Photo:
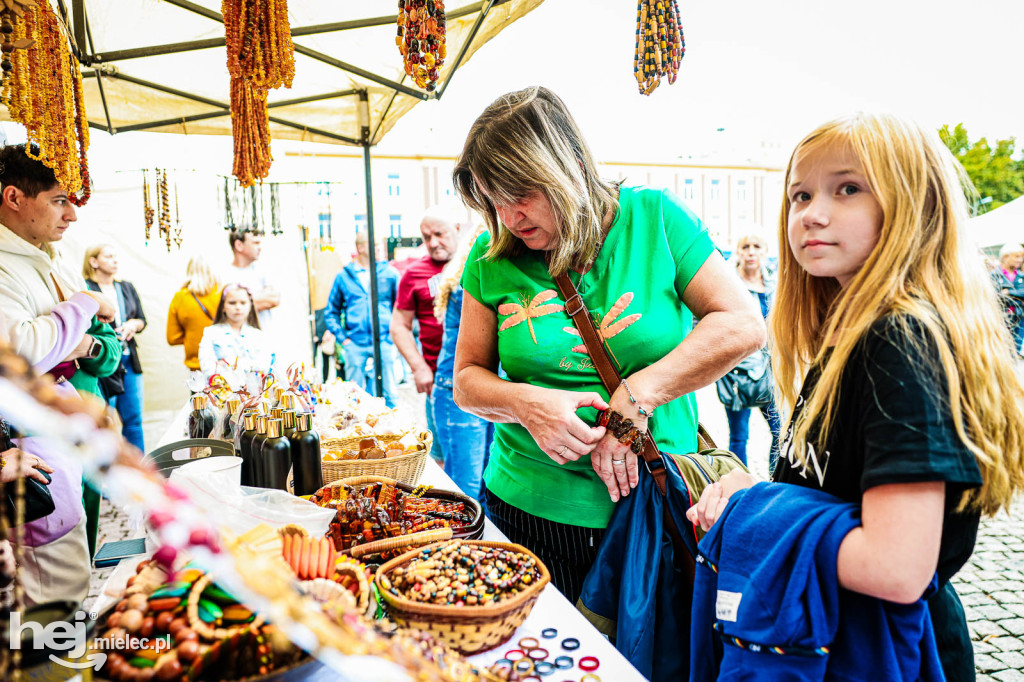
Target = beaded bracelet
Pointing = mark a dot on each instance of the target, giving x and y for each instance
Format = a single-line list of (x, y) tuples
[(643, 412), (623, 429)]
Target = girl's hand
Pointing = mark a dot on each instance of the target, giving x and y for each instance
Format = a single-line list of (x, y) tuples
[(550, 417), (716, 497), (31, 467), (614, 463)]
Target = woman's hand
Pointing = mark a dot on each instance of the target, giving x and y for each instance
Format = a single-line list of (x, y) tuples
[(31, 466), (716, 497), (614, 463), (550, 417)]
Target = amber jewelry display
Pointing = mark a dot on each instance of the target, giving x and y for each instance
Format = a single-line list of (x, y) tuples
[(147, 212), (165, 208), (260, 56), (623, 429), (43, 91), (659, 44), (422, 40)]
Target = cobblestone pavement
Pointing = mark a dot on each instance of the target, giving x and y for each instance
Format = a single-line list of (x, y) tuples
[(990, 585)]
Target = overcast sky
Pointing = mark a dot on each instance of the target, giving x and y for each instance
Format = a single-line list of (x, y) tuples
[(766, 72)]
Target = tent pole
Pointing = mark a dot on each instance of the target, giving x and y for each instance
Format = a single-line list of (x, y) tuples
[(374, 293)]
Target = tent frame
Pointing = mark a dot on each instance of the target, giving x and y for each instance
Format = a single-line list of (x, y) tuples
[(82, 46)]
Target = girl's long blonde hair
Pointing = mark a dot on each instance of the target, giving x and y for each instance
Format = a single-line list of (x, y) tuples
[(201, 280), (921, 269), (527, 141)]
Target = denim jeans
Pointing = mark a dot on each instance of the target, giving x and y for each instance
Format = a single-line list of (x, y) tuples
[(739, 430), (129, 406), (355, 369), (465, 439), (437, 448)]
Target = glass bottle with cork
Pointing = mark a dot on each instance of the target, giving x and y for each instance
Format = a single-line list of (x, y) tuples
[(202, 418), (307, 472), (275, 456), (256, 454)]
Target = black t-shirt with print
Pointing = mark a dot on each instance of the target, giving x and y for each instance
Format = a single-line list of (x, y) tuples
[(893, 424)]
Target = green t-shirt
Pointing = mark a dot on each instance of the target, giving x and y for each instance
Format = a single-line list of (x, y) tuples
[(634, 291)]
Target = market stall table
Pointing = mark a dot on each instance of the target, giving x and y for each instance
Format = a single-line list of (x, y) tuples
[(552, 609)]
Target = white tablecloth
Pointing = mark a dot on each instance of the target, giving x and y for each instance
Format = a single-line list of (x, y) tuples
[(551, 609)]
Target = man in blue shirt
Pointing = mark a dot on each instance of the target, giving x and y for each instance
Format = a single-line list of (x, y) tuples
[(348, 317)]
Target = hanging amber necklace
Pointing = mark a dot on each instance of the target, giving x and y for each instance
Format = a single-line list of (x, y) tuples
[(422, 31), (659, 43), (260, 56), (43, 91), (147, 211)]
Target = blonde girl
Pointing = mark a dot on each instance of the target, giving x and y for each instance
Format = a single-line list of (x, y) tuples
[(892, 363)]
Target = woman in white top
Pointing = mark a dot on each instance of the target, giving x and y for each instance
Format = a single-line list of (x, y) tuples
[(235, 339)]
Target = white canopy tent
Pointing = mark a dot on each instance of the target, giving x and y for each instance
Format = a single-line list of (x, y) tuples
[(1003, 225), (161, 66)]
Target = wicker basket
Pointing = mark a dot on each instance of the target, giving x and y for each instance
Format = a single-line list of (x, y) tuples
[(472, 531), (467, 629), (406, 468)]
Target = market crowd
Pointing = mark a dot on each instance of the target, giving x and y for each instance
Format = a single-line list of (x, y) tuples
[(881, 352)]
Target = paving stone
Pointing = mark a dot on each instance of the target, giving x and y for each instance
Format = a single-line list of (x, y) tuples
[(1014, 626), (1013, 659), (987, 664), (993, 612), (1007, 598), (1009, 676), (981, 629), (1007, 643)]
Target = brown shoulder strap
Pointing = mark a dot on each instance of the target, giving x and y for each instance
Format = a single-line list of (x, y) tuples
[(577, 309)]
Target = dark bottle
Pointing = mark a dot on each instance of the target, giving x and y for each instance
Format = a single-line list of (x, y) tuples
[(288, 419), (243, 448), (256, 452), (230, 407), (202, 418), (307, 473), (275, 455)]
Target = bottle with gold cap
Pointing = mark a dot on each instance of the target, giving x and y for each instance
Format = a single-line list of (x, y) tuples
[(243, 446), (230, 407), (288, 419), (307, 472), (275, 457), (255, 455), (202, 418)]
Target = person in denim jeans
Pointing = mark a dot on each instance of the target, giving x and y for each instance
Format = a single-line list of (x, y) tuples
[(347, 316), (465, 438), (751, 253)]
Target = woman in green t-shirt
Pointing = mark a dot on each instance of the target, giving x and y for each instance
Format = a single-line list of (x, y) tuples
[(644, 266)]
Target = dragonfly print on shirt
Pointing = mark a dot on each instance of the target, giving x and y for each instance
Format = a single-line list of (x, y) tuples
[(528, 309), (607, 327)]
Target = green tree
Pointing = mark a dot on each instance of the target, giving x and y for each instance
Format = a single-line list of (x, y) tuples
[(993, 170)]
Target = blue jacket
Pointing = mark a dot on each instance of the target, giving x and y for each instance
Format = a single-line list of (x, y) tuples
[(347, 313), (767, 603)]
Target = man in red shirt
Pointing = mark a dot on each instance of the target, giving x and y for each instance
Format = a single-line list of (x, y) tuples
[(417, 288)]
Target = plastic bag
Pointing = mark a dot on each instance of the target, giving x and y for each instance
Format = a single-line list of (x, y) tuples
[(240, 508)]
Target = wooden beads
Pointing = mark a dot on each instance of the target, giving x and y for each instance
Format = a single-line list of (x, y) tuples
[(458, 574), (659, 43), (422, 41)]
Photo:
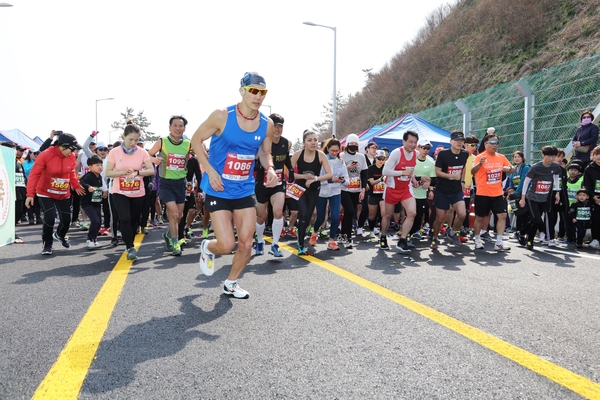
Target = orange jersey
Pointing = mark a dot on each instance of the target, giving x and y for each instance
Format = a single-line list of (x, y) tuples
[(489, 176)]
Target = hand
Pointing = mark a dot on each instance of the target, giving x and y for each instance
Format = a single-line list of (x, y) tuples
[(271, 178)]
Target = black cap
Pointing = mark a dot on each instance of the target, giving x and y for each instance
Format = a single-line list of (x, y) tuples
[(66, 139)]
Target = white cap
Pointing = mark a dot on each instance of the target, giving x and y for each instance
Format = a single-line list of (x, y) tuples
[(352, 138)]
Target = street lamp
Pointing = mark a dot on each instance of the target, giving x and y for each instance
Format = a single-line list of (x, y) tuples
[(333, 28), (97, 100)]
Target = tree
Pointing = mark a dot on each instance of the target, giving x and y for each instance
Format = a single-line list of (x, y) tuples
[(140, 120), (324, 128)]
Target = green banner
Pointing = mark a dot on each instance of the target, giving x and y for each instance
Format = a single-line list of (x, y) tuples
[(7, 195)]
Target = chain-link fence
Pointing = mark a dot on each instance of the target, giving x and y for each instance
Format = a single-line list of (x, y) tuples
[(561, 94)]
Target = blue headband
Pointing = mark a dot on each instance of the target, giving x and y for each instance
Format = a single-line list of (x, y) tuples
[(252, 78)]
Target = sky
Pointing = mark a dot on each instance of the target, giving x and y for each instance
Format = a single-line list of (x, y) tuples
[(187, 57)]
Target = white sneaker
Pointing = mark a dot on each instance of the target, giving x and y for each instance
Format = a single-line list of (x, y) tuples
[(501, 247), (233, 289), (206, 260)]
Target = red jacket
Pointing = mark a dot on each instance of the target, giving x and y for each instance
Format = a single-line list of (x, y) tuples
[(52, 174)]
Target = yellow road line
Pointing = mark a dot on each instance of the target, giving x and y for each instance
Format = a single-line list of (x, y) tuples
[(65, 378), (572, 381)]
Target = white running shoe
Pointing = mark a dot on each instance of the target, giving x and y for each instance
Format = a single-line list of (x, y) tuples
[(501, 247), (233, 289), (206, 260)]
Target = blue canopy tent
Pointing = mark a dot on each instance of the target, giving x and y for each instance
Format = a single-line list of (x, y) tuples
[(18, 137), (392, 137)]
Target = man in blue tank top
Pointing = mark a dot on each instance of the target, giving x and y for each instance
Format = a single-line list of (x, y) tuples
[(239, 134)]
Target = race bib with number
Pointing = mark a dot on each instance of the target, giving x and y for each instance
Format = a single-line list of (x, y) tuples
[(543, 187), (294, 191), (238, 166), (494, 176), (132, 187), (176, 162), (59, 186)]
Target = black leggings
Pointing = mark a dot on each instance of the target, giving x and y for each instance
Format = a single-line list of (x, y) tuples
[(64, 215), (128, 209), (306, 206)]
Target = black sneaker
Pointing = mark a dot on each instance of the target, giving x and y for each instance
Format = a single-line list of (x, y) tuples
[(47, 250), (63, 241), (383, 243), (402, 246)]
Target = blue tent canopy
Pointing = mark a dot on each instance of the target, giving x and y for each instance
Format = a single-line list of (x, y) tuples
[(392, 136), (18, 137)]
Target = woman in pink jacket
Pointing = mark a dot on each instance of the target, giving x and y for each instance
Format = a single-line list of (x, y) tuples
[(50, 179)]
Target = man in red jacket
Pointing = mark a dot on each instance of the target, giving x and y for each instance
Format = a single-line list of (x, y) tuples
[(49, 179)]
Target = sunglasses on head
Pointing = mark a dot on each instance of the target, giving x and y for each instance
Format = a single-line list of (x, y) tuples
[(252, 90)]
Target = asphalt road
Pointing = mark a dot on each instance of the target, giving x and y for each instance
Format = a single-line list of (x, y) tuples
[(360, 323)]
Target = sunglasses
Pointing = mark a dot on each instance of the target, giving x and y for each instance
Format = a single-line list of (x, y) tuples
[(252, 90)]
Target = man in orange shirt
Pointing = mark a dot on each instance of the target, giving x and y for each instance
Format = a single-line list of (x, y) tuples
[(487, 169)]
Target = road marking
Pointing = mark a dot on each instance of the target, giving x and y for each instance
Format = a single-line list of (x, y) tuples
[(65, 378), (572, 381), (568, 253)]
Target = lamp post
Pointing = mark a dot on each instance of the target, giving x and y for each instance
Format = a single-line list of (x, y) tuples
[(333, 28), (97, 100)]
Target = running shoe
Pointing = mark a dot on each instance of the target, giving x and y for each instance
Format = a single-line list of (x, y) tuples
[(206, 259), (313, 239), (332, 245), (434, 244), (259, 248), (454, 239), (402, 247), (47, 250), (501, 247), (63, 241), (233, 289), (275, 250), (168, 241), (486, 237), (176, 249), (383, 244), (131, 254)]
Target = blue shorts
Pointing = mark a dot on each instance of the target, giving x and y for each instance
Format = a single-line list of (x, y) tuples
[(443, 201), (172, 190)]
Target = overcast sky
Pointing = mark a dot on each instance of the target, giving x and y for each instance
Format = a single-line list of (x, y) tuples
[(187, 57)]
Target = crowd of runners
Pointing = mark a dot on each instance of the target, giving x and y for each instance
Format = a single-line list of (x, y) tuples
[(250, 184)]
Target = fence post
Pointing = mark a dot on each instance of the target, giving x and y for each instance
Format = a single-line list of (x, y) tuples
[(464, 108), (527, 118)]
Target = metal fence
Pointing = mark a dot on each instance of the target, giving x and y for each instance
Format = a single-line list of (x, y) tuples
[(561, 93)]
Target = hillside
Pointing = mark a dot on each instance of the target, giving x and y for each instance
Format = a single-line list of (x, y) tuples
[(470, 46)]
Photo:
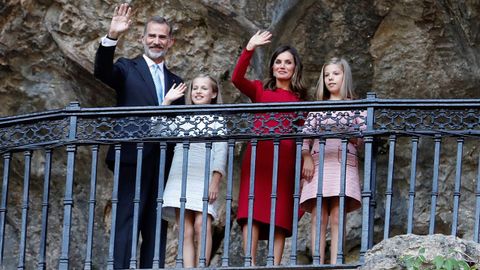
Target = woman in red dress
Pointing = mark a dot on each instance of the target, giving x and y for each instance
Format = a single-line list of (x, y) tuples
[(283, 85)]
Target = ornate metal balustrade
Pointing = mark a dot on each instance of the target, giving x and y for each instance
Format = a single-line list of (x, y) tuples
[(384, 125)]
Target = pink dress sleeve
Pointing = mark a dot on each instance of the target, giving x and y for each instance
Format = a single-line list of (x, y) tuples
[(249, 88), (308, 128)]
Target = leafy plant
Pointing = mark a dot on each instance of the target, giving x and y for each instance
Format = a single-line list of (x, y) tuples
[(440, 262)]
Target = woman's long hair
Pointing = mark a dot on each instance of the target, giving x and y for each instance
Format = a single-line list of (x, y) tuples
[(296, 82)]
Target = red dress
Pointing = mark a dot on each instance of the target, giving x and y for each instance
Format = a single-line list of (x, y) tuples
[(264, 160)]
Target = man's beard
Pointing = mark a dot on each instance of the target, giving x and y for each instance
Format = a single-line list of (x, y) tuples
[(153, 55)]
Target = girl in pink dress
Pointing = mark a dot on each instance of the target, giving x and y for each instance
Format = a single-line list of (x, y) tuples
[(335, 83)]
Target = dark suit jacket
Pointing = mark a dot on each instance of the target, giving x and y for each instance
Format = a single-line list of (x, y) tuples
[(133, 82)]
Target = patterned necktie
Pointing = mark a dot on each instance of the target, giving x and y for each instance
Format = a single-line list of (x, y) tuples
[(158, 83)]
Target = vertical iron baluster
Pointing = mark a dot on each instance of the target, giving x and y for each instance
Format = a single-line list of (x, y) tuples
[(296, 200), (68, 197), (436, 167), (373, 201), (158, 224), (411, 192), (229, 198), (67, 207), (45, 205), (341, 206), (273, 202), (318, 221), (26, 190), (183, 200), (367, 192), (251, 197), (476, 230), (458, 184), (91, 207), (136, 206), (202, 259), (389, 191), (3, 207), (366, 196), (116, 175)]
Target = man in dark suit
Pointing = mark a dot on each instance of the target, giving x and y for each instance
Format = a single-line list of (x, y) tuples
[(142, 81)]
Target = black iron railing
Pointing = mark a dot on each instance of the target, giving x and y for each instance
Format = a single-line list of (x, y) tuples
[(385, 126)]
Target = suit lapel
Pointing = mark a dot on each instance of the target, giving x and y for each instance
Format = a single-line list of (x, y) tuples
[(170, 79), (144, 71)]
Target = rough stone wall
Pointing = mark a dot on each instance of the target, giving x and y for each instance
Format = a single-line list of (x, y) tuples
[(398, 49)]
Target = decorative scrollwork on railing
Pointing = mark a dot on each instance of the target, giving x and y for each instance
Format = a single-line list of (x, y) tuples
[(246, 121), (427, 119), (48, 131)]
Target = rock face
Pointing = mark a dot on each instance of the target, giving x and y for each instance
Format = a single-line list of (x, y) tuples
[(398, 49), (391, 253)]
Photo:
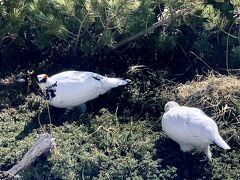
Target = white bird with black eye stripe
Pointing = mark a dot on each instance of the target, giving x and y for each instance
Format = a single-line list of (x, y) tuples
[(74, 88), (191, 128)]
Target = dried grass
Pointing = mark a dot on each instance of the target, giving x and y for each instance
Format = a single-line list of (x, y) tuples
[(219, 97)]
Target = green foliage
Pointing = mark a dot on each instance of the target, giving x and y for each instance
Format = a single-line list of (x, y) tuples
[(120, 137), (120, 142)]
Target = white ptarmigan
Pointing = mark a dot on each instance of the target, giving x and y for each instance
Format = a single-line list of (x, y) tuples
[(191, 128), (74, 88)]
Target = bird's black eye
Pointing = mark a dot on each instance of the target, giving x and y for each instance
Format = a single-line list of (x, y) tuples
[(43, 80)]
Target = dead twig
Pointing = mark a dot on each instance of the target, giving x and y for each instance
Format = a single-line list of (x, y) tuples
[(44, 144), (151, 28)]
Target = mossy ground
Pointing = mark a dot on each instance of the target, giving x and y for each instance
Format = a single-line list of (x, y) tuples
[(120, 136)]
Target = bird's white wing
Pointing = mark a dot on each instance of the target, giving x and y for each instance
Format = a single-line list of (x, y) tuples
[(74, 76), (189, 125)]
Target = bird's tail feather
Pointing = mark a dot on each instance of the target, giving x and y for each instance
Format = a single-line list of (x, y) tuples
[(221, 143), (115, 82)]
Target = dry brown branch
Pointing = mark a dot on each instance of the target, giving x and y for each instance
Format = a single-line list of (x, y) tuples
[(44, 143), (151, 28)]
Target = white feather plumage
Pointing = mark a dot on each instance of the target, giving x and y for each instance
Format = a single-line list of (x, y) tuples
[(73, 88), (191, 128)]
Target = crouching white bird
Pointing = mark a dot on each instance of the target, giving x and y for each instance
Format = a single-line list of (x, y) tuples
[(74, 88), (191, 128)]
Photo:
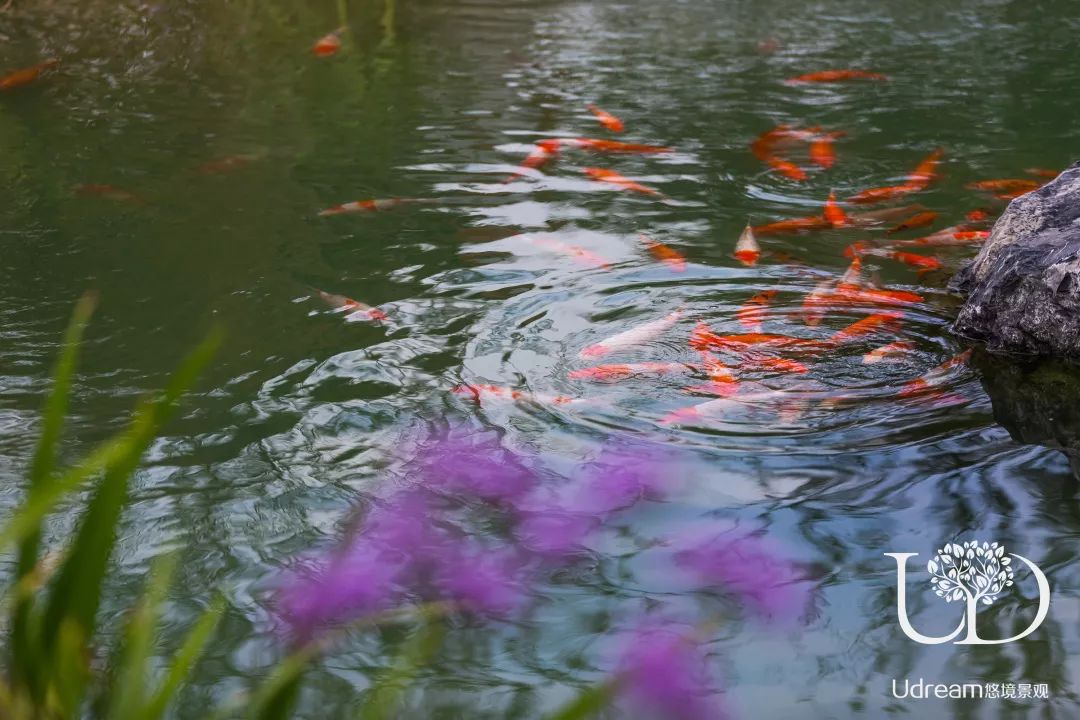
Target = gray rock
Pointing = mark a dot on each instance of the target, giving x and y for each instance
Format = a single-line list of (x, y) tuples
[(1024, 286)]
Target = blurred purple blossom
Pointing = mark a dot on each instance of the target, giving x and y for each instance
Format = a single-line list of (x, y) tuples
[(474, 464), (483, 580), (752, 567), (663, 673)]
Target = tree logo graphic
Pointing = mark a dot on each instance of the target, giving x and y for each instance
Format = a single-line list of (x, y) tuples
[(972, 573), (979, 572)]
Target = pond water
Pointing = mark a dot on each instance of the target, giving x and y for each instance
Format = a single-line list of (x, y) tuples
[(230, 136)]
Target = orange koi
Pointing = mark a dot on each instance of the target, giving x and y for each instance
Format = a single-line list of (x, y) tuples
[(835, 214), (881, 194), (607, 119), (885, 322), (747, 250), (353, 309), (1007, 186), (107, 191), (328, 44), (703, 338), (26, 76), (926, 172), (919, 220), (633, 337), (669, 256), (482, 393), (753, 312), (576, 252), (369, 205), (934, 377), (788, 170), (837, 76), (793, 226), (603, 175), (890, 353), (621, 371), (777, 365)]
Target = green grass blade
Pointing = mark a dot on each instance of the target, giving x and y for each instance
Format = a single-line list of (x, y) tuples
[(586, 704), (52, 424), (385, 697), (127, 690), (26, 663), (185, 660), (77, 592)]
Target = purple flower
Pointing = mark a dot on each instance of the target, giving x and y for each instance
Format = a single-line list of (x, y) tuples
[(474, 464), (663, 671), (482, 580), (750, 566)]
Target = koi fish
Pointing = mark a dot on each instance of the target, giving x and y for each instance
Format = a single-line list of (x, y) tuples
[(482, 393), (669, 256), (635, 336), (923, 262), (603, 175), (108, 192), (934, 377), (815, 302), (703, 338), (621, 371), (747, 250), (793, 226), (881, 194), (26, 76), (1004, 186), (919, 220), (765, 144), (788, 170), (877, 323), (576, 252), (834, 214), (328, 44), (615, 146), (369, 205), (890, 353), (926, 172), (718, 408), (538, 157), (353, 309), (777, 365), (607, 119), (823, 149), (946, 240), (837, 76), (753, 312)]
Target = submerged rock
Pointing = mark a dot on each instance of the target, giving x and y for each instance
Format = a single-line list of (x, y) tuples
[(1024, 286)]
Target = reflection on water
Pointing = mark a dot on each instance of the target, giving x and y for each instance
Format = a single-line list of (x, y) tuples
[(205, 138)]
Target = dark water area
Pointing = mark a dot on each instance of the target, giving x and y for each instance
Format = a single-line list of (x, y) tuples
[(306, 419)]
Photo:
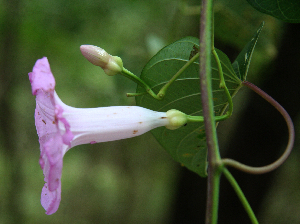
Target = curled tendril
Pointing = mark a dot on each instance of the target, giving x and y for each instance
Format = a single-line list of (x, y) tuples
[(289, 147)]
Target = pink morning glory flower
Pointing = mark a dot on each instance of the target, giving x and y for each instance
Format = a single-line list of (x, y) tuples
[(61, 127)]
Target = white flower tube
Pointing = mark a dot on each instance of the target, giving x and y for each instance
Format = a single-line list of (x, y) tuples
[(61, 127)]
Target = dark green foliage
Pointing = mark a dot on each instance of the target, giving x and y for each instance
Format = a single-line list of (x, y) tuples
[(187, 144), (286, 10)]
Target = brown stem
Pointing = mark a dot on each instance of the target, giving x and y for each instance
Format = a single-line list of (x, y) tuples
[(277, 163)]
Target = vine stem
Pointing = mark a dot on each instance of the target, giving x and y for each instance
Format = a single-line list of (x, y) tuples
[(208, 112), (240, 195), (284, 156)]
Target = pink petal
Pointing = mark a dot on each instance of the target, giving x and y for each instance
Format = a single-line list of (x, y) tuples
[(53, 142), (41, 76), (50, 200)]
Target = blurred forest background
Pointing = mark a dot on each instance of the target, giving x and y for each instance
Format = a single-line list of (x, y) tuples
[(135, 180)]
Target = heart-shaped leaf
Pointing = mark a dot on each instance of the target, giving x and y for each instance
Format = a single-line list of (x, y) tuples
[(286, 10), (187, 144)]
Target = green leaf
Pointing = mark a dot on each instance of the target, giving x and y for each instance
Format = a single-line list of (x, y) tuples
[(286, 10), (242, 62), (187, 145)]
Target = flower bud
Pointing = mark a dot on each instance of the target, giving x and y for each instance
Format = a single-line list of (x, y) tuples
[(176, 119), (111, 65)]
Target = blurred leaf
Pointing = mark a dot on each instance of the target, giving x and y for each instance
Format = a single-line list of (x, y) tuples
[(286, 10), (187, 144), (242, 62)]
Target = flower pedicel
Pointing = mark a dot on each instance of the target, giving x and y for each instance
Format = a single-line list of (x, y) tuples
[(61, 127)]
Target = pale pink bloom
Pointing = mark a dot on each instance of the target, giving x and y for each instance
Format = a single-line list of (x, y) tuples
[(61, 127)]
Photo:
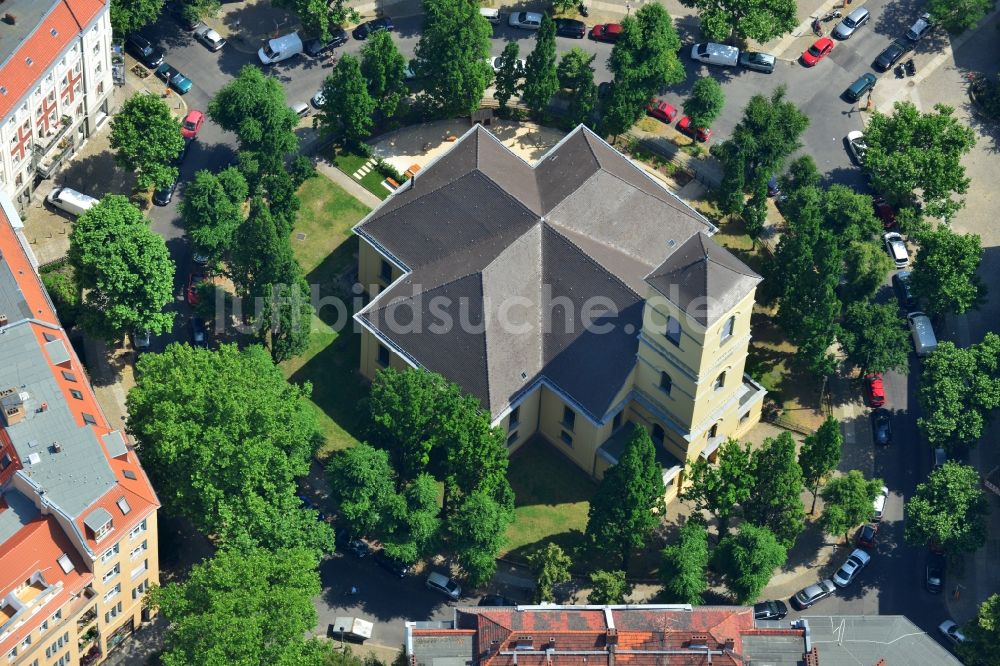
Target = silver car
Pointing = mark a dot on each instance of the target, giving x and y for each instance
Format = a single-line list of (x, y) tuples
[(851, 23)]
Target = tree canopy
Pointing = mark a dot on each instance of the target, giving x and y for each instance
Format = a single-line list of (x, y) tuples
[(948, 510), (124, 268)]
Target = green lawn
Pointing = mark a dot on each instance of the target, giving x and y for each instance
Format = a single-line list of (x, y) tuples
^^^^
#### Task details
Your copy should consist only of the lines from the line holding "Target = green leaf" through the final line of the listing above, both included, with all pictures omitted.

#### Full response
Target = green leaf
Pointing = mark a dot on each instance of the target, giving x and y for each instance
Format = a single-line list of (x, y) tuples
[(286, 10), (242, 62), (187, 145)]
Target = flower bud
Pointing = mark a dot on each instance of the target, giving x and y for each instance
Format = a single-line list of (x, y) tuples
[(176, 119), (111, 65)]
Target = blurred leaf
Pointing = mark a dot on each instance of the target, giving x and y for each instance
Format = a single-line list of (x, y) tuples
[(286, 10), (187, 144), (242, 62)]
Target = flower pedicel
Pointing = mark a dot on each instance of the target, giving x and y for each instance
Format = a single-line list of (x, y) tuples
[(61, 127)]
Target = pale pink bloom
Pointing = mark a dot on each instance of the target, giving x and y for each instance
Format = a single-line list of (x, y) tuples
[(61, 127)]
Photo:
Target = silver car
Pointing = mark a dot on each instance of the target, giving x and y for each instance
Format = a single-line list of (x, y) tuples
[(851, 23)]
Target = tree canopy
Pointing = mark a dot on each instance of the target, giving x and y for each instance
Format = a single-line list of (x, y) tuples
[(948, 510), (124, 268)]
Target = green lawn
Pointing = mark a dot on each instance of the target, giving x and y for each instance
Format = a single-line list of (x, y) tuples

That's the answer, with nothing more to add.